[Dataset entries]
· · ·
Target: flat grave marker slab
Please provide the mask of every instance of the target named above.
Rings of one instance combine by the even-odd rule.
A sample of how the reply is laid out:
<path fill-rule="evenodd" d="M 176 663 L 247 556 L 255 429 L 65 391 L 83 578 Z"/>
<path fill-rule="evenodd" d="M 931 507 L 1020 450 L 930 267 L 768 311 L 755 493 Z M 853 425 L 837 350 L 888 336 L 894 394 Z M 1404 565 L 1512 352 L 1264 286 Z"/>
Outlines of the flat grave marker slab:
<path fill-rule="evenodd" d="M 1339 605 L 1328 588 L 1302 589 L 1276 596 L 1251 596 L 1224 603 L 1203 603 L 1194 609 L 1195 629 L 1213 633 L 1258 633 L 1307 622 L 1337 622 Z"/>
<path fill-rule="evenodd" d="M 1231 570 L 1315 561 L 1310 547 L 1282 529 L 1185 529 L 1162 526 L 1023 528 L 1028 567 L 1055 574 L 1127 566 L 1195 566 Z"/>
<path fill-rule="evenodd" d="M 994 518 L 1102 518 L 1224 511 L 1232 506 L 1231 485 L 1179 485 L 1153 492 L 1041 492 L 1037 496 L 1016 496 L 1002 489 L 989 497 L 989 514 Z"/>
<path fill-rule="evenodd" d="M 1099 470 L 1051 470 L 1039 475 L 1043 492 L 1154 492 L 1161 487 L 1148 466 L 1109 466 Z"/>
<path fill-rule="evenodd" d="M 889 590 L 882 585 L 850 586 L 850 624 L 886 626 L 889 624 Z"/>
· · ·
▸ WHAT IS BEING ASKED
Give an exact reproduction of the lines from the one with "Please provide the" to the final line of the entries, including both.

▸ SOLVED PROBLEM
Please provide the mask of every instance of the target named above.
Rings of one instance combine by the even-odd rule.
A sample of how the reply is laid out:
<path fill-rule="evenodd" d="M 176 663 L 247 556 L 255 429 L 65 391 L 83 578 Z"/>
<path fill-rule="evenodd" d="M 931 507 L 1020 450 L 930 267 L 768 311 L 755 493 Z M 853 425 L 837 350 L 888 336 L 894 394 Z M 1404 565 L 1512 352 L 1264 286 Z"/>
Outlines of the flat grave marker slab:
<path fill-rule="evenodd" d="M 1339 605 L 1328 588 L 1302 589 L 1276 596 L 1251 596 L 1224 603 L 1203 603 L 1194 609 L 1195 629 L 1213 633 L 1258 633 L 1307 622 L 1337 622 Z"/>
<path fill-rule="evenodd" d="M 1231 570 L 1315 561 L 1310 547 L 1282 529 L 1185 529 L 1162 526 L 1023 528 L 1028 567 L 1055 574 L 1127 566 L 1195 566 Z"/>
<path fill-rule="evenodd" d="M 994 518 L 1102 518 L 1224 511 L 1232 506 L 1231 485 L 1179 485 L 1153 492 L 1041 492 L 1037 496 L 1016 496 L 1002 489 L 989 497 L 989 514 Z"/>
<path fill-rule="evenodd" d="M 1099 470 L 1051 470 L 1039 475 L 1043 492 L 1154 492 L 1161 487 L 1148 466 L 1109 466 Z"/>
<path fill-rule="evenodd" d="M 889 590 L 882 585 L 850 586 L 850 624 L 886 626 L 889 624 Z"/>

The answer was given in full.